**RAW DATA**
[Start]
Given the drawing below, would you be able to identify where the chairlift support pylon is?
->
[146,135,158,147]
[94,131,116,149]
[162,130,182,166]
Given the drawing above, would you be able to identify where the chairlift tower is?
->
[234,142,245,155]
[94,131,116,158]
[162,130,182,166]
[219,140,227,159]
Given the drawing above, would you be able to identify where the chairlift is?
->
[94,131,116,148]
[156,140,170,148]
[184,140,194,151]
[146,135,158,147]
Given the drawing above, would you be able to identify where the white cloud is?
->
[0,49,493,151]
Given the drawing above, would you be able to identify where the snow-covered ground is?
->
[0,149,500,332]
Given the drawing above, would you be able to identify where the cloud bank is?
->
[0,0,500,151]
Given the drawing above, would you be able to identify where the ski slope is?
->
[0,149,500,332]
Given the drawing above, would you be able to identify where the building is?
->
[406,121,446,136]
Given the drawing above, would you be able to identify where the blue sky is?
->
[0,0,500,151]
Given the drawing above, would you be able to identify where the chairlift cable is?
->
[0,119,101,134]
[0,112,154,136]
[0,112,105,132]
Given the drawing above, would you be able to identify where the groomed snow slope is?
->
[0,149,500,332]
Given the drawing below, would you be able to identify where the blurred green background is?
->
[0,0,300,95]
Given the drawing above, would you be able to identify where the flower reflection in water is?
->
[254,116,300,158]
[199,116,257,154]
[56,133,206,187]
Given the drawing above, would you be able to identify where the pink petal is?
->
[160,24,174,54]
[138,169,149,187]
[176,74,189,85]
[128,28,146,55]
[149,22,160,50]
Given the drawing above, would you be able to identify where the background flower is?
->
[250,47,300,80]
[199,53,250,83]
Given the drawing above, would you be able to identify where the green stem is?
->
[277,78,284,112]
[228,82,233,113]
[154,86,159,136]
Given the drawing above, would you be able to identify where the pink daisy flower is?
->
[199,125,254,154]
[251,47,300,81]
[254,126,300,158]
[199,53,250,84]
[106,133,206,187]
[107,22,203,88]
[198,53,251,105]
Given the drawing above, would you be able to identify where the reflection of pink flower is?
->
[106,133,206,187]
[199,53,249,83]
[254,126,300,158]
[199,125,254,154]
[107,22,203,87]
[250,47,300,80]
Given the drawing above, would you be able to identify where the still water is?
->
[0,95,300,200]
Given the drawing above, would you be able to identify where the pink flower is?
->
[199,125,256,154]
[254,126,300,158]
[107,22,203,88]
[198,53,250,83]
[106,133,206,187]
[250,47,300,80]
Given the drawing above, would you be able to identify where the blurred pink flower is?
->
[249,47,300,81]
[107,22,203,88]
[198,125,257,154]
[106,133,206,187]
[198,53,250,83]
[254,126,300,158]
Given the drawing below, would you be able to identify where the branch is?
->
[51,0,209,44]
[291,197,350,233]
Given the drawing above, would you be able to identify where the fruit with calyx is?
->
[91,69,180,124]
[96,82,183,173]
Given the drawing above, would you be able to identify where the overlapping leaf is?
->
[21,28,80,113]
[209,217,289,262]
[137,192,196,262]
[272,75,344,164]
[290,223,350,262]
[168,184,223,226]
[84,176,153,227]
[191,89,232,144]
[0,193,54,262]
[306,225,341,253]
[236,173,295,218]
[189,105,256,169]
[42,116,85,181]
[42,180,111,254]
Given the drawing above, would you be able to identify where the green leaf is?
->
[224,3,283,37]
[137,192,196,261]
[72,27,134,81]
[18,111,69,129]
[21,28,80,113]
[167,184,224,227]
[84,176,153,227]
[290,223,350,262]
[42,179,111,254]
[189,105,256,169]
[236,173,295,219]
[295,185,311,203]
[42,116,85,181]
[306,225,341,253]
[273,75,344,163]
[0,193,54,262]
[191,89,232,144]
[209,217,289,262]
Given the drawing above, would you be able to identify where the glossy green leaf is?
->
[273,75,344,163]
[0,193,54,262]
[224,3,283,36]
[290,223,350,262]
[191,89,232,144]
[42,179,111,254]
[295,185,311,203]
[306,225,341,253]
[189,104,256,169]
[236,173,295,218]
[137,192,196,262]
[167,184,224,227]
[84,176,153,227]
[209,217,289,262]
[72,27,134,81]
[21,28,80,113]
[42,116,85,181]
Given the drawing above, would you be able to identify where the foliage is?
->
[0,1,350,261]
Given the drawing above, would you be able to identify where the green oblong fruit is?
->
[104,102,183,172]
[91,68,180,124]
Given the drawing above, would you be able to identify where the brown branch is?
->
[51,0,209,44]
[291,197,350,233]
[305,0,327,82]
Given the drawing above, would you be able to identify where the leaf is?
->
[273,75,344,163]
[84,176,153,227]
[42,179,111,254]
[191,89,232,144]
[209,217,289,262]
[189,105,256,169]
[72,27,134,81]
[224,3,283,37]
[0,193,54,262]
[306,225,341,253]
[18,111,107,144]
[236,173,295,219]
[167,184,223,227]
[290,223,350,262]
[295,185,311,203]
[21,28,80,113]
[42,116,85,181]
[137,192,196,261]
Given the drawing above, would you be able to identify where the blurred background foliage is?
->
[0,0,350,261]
[End]
**EXERCISE DIRECTIONS**
List every line in the rows above that contains the string "fruit". Matching is case-sensitive.

**RESULT**
Given the drawing above, would you be able to identify where the fruit with calyx is?
Given the drawing above, would you be able to identify where the green oblong fruit is?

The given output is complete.